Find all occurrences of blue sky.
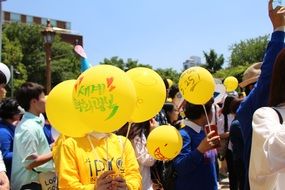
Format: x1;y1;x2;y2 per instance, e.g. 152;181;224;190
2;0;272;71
========
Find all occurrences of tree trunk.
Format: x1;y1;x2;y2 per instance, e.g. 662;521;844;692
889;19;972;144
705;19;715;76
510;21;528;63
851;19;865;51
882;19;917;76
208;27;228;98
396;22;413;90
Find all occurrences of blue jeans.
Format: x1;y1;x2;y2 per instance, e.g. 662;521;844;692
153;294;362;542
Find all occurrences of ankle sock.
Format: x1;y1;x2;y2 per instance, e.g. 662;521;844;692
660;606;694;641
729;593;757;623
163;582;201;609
========
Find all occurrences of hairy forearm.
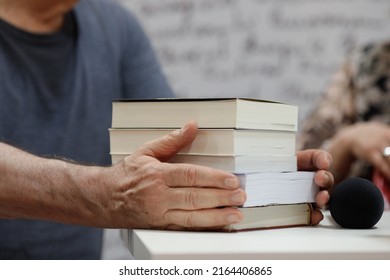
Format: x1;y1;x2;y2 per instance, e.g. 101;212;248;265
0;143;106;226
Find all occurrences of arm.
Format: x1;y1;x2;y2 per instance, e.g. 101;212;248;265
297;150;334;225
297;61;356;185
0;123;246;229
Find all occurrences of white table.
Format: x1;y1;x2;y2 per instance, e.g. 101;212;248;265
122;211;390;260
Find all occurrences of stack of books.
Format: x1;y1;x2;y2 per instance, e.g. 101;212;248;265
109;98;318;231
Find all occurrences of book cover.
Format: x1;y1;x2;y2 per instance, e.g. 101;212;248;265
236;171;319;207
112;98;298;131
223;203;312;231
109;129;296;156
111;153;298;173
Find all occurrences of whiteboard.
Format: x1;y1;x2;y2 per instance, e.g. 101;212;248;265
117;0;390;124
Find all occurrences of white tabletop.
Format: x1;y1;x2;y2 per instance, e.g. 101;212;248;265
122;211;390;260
========
◆ **WHAT IS NEEDED**: How many lines in the entries above contain the word "occurrences"? Reply with the number alone.

◆ **EXERCISE SOLUTION**: 11